Extracted records:
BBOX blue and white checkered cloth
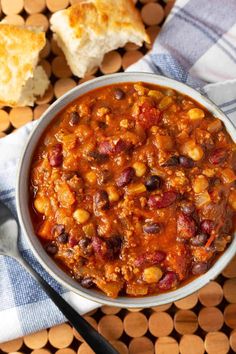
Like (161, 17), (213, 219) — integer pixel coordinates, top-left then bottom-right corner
(0, 0), (236, 343)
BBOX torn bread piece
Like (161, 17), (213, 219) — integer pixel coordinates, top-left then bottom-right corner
(0, 23), (49, 107)
(50, 0), (149, 77)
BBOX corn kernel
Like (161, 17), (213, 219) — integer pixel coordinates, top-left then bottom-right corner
(158, 96), (173, 110)
(221, 168), (236, 183)
(85, 171), (97, 184)
(133, 162), (147, 177)
(193, 175), (209, 194)
(127, 183), (147, 194)
(188, 108), (205, 120)
(34, 196), (49, 214)
(229, 190), (236, 210)
(73, 209), (90, 224)
(107, 186), (120, 202)
(143, 266), (163, 284)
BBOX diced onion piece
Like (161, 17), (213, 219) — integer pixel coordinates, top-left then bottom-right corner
(73, 209), (90, 224)
(143, 266), (163, 284)
(221, 168), (236, 184)
(188, 108), (205, 120)
(133, 162), (147, 177)
(195, 191), (211, 208)
(192, 175), (209, 194)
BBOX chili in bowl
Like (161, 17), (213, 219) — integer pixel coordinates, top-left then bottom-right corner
(17, 73), (236, 307)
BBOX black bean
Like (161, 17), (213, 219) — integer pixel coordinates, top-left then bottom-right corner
(46, 243), (58, 256)
(80, 277), (94, 289)
(162, 155), (179, 167)
(143, 222), (161, 234)
(145, 175), (162, 191)
(190, 233), (208, 246)
(69, 111), (80, 126)
(179, 155), (194, 168)
(192, 262), (208, 275)
(180, 200), (195, 215)
(94, 190), (110, 210)
(114, 88), (125, 101)
(57, 232), (69, 244)
(116, 167), (135, 187)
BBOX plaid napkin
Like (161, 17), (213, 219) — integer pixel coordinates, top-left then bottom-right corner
(0, 0), (236, 342)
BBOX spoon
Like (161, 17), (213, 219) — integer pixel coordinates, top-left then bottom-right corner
(0, 202), (118, 354)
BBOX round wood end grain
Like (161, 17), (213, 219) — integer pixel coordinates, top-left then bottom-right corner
(198, 281), (223, 306)
(48, 323), (74, 349)
(52, 56), (72, 79)
(24, 0), (46, 15)
(9, 107), (33, 128)
(73, 316), (98, 342)
(111, 340), (129, 354)
(229, 330), (236, 352)
(129, 337), (154, 354)
(54, 78), (76, 98)
(141, 3), (165, 26)
(224, 304), (236, 329)
(101, 305), (121, 315)
(174, 293), (198, 310)
(124, 312), (148, 338)
(25, 14), (49, 32)
(179, 334), (205, 354)
(174, 310), (198, 334)
(0, 338), (23, 353)
(4, 14), (25, 26)
(148, 312), (174, 337)
(0, 109), (11, 132)
(100, 50), (122, 74)
(122, 50), (143, 70)
(155, 337), (179, 354)
(222, 256), (236, 278)
(1, 0), (24, 15)
(46, 0), (69, 12)
(223, 278), (236, 303)
(24, 329), (48, 349)
(98, 315), (123, 339)
(205, 332), (229, 354)
(198, 307), (224, 332)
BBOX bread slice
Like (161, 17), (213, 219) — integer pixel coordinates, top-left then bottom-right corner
(50, 0), (149, 77)
(0, 23), (49, 107)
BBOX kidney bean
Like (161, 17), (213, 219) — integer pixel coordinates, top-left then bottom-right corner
(98, 140), (114, 155)
(57, 232), (69, 244)
(94, 190), (110, 210)
(106, 235), (123, 260)
(208, 148), (226, 165)
(177, 212), (196, 239)
(200, 219), (215, 234)
(180, 200), (195, 215)
(162, 155), (179, 167)
(49, 144), (63, 167)
(179, 155), (194, 168)
(45, 243), (58, 256)
(116, 167), (135, 187)
(143, 223), (161, 234)
(192, 262), (208, 275)
(145, 175), (163, 192)
(69, 111), (80, 126)
(114, 87), (125, 101)
(80, 277), (94, 289)
(148, 191), (177, 209)
(190, 233), (208, 246)
(157, 271), (178, 290)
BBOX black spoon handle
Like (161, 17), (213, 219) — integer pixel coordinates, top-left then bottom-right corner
(17, 257), (119, 354)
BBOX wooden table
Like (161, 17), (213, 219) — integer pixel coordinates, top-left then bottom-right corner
(0, 0), (236, 354)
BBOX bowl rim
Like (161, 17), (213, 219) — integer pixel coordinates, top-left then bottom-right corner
(16, 72), (236, 308)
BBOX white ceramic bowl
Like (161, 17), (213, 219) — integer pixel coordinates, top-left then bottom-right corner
(16, 73), (236, 308)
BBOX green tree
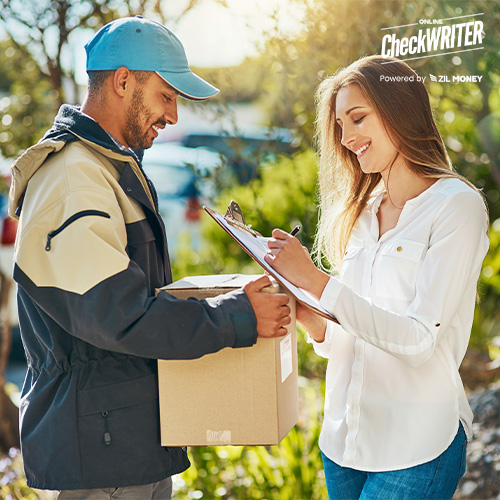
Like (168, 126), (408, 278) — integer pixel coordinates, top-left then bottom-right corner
(239, 0), (500, 213)
(0, 40), (58, 158)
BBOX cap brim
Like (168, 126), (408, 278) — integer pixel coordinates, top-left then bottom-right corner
(157, 71), (220, 101)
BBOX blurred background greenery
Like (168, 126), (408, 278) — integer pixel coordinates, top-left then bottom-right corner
(0, 0), (500, 499)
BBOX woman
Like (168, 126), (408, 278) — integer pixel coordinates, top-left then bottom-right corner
(266, 56), (488, 500)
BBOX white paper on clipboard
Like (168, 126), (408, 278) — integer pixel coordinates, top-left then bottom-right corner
(203, 206), (338, 322)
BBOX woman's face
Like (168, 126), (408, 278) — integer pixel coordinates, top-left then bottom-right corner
(335, 84), (398, 176)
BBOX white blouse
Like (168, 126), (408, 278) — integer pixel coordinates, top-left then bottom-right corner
(313, 179), (489, 471)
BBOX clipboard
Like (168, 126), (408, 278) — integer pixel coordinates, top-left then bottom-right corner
(203, 200), (338, 323)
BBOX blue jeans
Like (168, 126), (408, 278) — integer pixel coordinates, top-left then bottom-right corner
(321, 424), (467, 500)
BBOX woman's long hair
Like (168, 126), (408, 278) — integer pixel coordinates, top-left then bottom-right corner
(315, 56), (475, 269)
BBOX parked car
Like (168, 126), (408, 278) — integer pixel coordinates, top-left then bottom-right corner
(181, 127), (298, 184)
(142, 142), (221, 254)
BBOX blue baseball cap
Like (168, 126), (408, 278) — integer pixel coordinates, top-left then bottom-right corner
(85, 16), (219, 101)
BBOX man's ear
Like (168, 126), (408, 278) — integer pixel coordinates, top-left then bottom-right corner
(113, 66), (133, 97)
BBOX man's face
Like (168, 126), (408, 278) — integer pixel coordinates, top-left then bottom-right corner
(124, 73), (178, 149)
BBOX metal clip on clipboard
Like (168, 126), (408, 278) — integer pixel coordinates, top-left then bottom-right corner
(224, 200), (262, 238)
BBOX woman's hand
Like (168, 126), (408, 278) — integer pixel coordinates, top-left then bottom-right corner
(264, 229), (330, 299)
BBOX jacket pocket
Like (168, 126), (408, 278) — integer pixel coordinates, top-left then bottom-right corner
(45, 210), (111, 252)
(373, 239), (425, 301)
(77, 375), (163, 484)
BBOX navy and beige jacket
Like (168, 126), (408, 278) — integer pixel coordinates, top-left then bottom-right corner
(10, 106), (257, 490)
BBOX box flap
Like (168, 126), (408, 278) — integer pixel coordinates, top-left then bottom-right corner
(161, 274), (262, 291)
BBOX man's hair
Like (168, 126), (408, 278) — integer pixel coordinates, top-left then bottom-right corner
(87, 69), (152, 97)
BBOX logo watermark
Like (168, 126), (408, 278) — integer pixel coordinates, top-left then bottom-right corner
(381, 12), (486, 64)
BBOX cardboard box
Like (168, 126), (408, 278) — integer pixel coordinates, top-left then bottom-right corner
(158, 275), (299, 446)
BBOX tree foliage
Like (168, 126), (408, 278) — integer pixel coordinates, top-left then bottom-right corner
(203, 0), (500, 215)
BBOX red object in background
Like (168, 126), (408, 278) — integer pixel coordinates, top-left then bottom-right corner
(186, 198), (201, 222)
(1, 215), (17, 245)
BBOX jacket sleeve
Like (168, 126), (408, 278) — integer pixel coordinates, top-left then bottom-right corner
(14, 145), (257, 359)
(321, 191), (489, 367)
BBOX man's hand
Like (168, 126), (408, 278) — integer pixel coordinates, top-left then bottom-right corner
(243, 276), (292, 337)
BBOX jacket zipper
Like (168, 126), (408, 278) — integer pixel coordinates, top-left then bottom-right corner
(101, 411), (111, 446)
(45, 210), (111, 252)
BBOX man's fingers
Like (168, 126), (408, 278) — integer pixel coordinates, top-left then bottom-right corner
(272, 228), (290, 240)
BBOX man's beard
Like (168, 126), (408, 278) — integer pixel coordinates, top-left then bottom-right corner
(125, 87), (153, 149)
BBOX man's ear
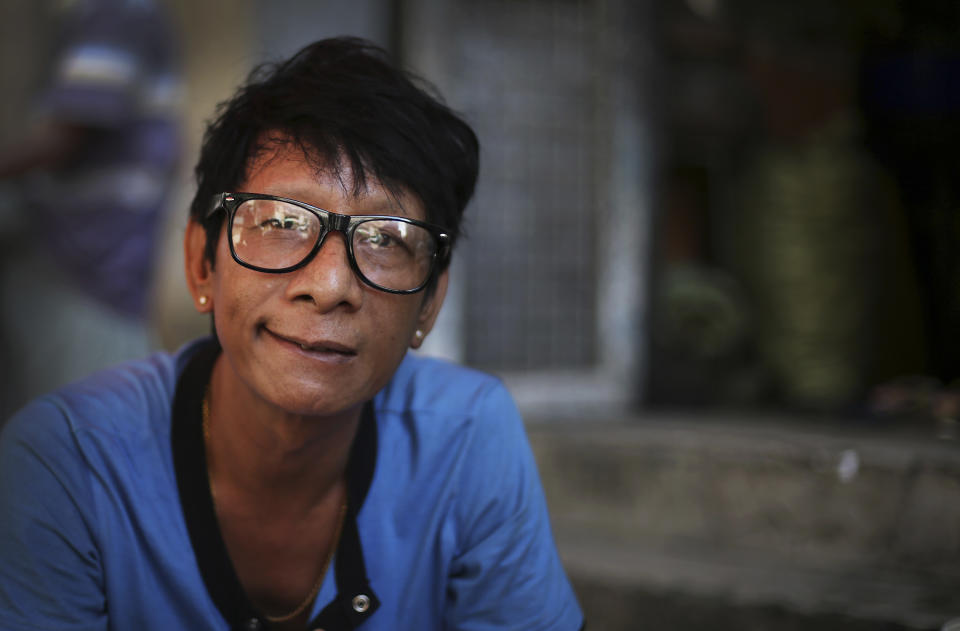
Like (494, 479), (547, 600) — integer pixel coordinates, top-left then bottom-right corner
(183, 219), (213, 313)
(410, 268), (450, 348)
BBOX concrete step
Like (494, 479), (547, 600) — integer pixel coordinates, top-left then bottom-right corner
(529, 416), (960, 631)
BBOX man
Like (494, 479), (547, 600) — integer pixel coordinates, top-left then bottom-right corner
(0, 38), (583, 631)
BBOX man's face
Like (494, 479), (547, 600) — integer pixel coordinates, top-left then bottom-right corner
(195, 145), (446, 416)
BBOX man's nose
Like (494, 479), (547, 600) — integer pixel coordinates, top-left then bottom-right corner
(287, 230), (363, 311)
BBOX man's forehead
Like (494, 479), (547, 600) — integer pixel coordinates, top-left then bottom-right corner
(244, 134), (426, 218)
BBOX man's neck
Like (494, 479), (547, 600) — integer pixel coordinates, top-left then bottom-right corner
(204, 355), (362, 518)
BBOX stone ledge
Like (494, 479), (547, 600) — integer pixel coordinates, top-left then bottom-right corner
(529, 416), (960, 629)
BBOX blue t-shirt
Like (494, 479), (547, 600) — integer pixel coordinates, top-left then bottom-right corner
(0, 341), (583, 631)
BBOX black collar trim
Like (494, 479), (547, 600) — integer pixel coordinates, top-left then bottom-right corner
(170, 340), (380, 631)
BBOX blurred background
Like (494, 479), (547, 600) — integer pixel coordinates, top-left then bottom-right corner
(0, 0), (960, 630)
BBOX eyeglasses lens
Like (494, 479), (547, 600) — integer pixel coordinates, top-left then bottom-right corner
(230, 199), (437, 291)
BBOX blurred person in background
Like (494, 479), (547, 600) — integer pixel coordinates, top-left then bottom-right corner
(0, 0), (181, 417)
(0, 38), (583, 631)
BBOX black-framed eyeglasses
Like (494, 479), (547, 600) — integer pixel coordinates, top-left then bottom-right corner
(205, 193), (450, 294)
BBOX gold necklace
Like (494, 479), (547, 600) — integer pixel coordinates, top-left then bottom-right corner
(202, 384), (347, 623)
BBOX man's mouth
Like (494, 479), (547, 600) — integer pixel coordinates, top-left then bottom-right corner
(264, 327), (357, 356)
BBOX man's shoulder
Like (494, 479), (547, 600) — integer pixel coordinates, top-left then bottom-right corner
(3, 344), (202, 444)
(377, 353), (509, 414)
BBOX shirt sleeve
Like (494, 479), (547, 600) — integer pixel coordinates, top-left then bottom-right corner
(0, 399), (107, 631)
(445, 383), (583, 631)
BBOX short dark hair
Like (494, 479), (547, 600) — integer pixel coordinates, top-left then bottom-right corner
(190, 37), (479, 272)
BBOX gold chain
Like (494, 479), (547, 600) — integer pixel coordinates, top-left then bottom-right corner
(203, 384), (347, 623)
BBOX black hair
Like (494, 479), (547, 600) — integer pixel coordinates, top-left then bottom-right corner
(190, 37), (479, 272)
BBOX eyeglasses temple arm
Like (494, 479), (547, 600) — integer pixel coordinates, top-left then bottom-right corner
(203, 193), (227, 219)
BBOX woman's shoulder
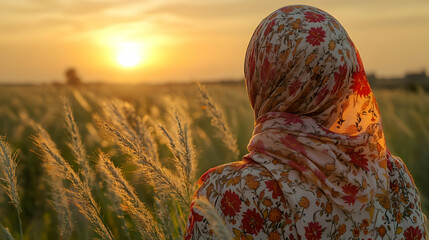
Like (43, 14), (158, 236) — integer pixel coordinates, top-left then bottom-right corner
(198, 159), (272, 186)
(195, 159), (282, 203)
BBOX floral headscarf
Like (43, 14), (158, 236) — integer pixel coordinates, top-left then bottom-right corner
(245, 6), (388, 211)
(185, 6), (427, 240)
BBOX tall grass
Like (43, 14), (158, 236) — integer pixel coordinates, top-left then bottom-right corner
(0, 83), (232, 240)
(0, 84), (429, 239)
(0, 138), (24, 240)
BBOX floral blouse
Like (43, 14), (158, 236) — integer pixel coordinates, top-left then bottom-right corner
(185, 6), (426, 240)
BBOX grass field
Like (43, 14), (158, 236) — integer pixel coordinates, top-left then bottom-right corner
(0, 83), (429, 239)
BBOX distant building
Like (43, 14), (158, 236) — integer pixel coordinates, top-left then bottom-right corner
(404, 70), (429, 83)
(367, 70), (429, 89)
(65, 68), (82, 86)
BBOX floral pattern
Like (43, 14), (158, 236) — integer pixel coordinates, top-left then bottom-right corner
(185, 5), (426, 240)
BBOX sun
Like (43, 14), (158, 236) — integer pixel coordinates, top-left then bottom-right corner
(116, 42), (143, 68)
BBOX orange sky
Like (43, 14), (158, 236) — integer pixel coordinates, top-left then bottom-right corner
(0, 0), (429, 83)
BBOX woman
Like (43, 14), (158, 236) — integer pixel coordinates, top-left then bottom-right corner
(185, 6), (425, 239)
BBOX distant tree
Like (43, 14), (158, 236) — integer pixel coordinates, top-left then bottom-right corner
(65, 68), (82, 86)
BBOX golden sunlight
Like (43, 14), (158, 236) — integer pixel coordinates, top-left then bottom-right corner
(116, 42), (143, 68)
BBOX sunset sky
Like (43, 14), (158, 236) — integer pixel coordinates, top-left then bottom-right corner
(0, 0), (429, 83)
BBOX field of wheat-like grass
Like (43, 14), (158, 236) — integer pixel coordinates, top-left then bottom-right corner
(0, 83), (429, 239)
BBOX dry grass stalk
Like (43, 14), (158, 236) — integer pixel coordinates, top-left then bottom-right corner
(64, 100), (94, 186)
(43, 158), (74, 240)
(0, 137), (23, 239)
(34, 131), (114, 240)
(96, 117), (190, 206)
(98, 151), (164, 239)
(159, 111), (197, 201)
(0, 224), (15, 240)
(197, 83), (239, 157)
(103, 99), (158, 161)
(194, 198), (233, 240)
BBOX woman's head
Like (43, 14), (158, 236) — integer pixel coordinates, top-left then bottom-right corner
(244, 6), (380, 135)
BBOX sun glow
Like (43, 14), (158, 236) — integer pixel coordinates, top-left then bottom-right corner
(116, 42), (143, 68)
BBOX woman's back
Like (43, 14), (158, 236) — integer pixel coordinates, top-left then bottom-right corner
(185, 153), (425, 239)
(186, 5), (425, 239)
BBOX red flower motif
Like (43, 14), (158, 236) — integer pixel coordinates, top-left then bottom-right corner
(220, 190), (241, 217)
(305, 27), (326, 47)
(404, 226), (423, 240)
(282, 113), (304, 125)
(261, 58), (271, 83)
(264, 19), (276, 36)
(316, 86), (329, 104)
(185, 202), (203, 240)
(341, 183), (359, 205)
(279, 6), (295, 13)
(265, 180), (283, 199)
(304, 222), (323, 240)
(241, 209), (264, 235)
(197, 168), (216, 187)
(280, 135), (306, 154)
(288, 79), (301, 96)
(332, 64), (347, 94)
(304, 12), (326, 22)
(247, 49), (256, 83)
(351, 72), (371, 97)
(347, 151), (369, 171)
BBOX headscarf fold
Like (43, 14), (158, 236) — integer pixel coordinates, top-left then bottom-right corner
(245, 6), (389, 212)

Stated exercise: Please write out everything from the line containing "BBOX sunset sky" down to the line containing "(347, 151), (369, 171)", swapping "dry grass stalk" for "dry grass blade" and leaving the rest of the items unchanged.

Answer in full:
BBOX sunset sky
Like (43, 14), (158, 236) — integer pixel coordinates, top-left then bottom-right corner
(0, 0), (429, 83)
BBOX field of wheat-like grass
Like (43, 14), (158, 236) — integer pixel coordinates, top-left then bottom-right corner
(0, 83), (429, 239)
BBOX dry grass blade
Like (43, 14), (158, 236) — integer pixel coordinates, top-left then bottom-right corner
(64, 100), (94, 186)
(43, 158), (74, 240)
(0, 137), (23, 239)
(34, 131), (114, 240)
(96, 117), (190, 206)
(98, 151), (164, 239)
(159, 111), (197, 201)
(0, 224), (15, 240)
(197, 83), (239, 157)
(103, 99), (158, 161)
(194, 198), (233, 240)
BBOX woman's head
Like (43, 14), (158, 236) — integer pixel coordinates, top-left then bottom-right corner
(244, 6), (380, 135)
BBOX sun glow
Like (43, 14), (158, 236) — integer pixel coordinates, top-left then bottom-right corner
(116, 42), (143, 68)
BBOX woman's back
Like (43, 14), (158, 236) — integer pixel coordinates, top-left then bottom-right corner
(185, 153), (425, 239)
(186, 5), (425, 239)
BBOX red flower motif
Like (43, 14), (158, 236) — integer pixel coordinates, top-left then bottom-right corner
(220, 190), (241, 217)
(305, 27), (326, 47)
(404, 226), (423, 240)
(282, 113), (304, 125)
(261, 58), (271, 83)
(264, 19), (276, 36)
(316, 86), (329, 104)
(185, 202), (203, 240)
(341, 183), (359, 205)
(279, 6), (295, 13)
(265, 180), (283, 199)
(304, 222), (323, 240)
(241, 209), (264, 235)
(197, 168), (216, 187)
(280, 135), (306, 154)
(288, 79), (301, 96)
(332, 64), (347, 94)
(304, 12), (326, 22)
(247, 49), (256, 83)
(351, 72), (371, 97)
(347, 151), (369, 171)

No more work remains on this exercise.